-- Problems to work on --
1. Please answer these questions from the passage on software rollouts:
(a) According to McKinsey, what percentage of large companies globally have a digital and AI transformation underway?
(b) What name do researchers give to the period of lower productivity after go-live?
(c) What stands in for competence?
2. Translate this sentence from the passage on software rollouts into Spanish: "Organizations measure whether people attended training, not whether the training did its job."

-- Passage given --
○ ○ ○ ○ ○ ○ ○

Organizations celebrate go-live dates. The productivity dip that follows gets a fraction of the attention, and almost none of the measurement.

The gap nobody measures

According to McKinsey, 89% of large companies globally have a digital and AI transformation underway. Yet on average, those companies have captured only 31% of expected revenue lift and 25% of expected cost savings from those investments.

The software shipped, training was delivered, and the project team closed the workstream. The shortfall sits in what happens next: a period after go-live when employees are expected to be productive with tools they have barely learned. Researchers call it the shakedown phase, a well-documented productivity dip first described in operations management literature more than two decades ago and consistently replicated since.

Time to proficiency (the elapsed time from go-live to independent, productive use) is the metric that captures this gap. And it is the metric that almost no organization tracks.

Deployment is not adoption

The assumption baked into most enterprise rollouts is that deployment equals readiness. Project milestones track go-live dates, user provisioning, and training completion. Then the project closes. However, the data tells a different story:

Organizations measure whether people attended training, not whether the training did its job. Completion rates stand in for competence. The gap between the two is where value disappears.

○ ○ ○ ○ ○ ○ ○

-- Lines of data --
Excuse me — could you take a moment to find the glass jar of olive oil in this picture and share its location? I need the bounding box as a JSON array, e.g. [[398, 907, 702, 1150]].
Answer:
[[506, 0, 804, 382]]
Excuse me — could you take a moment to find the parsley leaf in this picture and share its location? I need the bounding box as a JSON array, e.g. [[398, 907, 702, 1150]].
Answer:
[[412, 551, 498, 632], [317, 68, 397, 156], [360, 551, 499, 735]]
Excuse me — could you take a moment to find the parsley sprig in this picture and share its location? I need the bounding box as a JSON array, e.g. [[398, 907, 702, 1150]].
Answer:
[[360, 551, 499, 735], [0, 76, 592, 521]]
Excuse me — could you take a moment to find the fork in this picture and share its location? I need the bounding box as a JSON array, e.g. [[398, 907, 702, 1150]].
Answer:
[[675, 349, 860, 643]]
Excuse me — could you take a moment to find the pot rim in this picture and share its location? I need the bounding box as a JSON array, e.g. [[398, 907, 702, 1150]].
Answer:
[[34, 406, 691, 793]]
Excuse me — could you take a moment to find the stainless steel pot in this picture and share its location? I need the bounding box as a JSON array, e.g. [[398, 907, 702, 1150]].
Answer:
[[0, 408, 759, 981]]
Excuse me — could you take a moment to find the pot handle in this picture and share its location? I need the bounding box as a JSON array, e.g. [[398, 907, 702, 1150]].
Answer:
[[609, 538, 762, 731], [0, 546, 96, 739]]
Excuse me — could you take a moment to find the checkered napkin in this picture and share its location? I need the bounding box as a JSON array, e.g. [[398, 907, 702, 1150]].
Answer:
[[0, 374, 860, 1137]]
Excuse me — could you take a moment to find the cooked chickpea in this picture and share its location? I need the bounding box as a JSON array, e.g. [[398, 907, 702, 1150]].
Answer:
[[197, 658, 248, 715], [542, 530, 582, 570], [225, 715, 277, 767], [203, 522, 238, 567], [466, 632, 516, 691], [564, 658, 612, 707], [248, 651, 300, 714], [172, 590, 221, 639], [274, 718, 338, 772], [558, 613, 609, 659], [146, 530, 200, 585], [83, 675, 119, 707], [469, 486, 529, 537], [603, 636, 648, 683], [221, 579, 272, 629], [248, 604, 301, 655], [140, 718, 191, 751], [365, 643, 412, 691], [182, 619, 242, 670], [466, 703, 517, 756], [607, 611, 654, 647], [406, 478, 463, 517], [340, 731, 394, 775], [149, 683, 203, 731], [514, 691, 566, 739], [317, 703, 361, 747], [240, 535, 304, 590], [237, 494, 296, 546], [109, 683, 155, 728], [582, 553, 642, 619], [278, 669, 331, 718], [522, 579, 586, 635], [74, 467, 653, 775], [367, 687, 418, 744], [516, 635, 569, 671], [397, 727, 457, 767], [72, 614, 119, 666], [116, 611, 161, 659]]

○ ○ ○ ○ ○ ○ ○

-- Written answers --
1.
(a) 89%
(b) The shakedown phase
(c) Completion rates

2. Las organizaciones miden si las personas asistieron a la capacitación, no si la capacitación cumplió su función.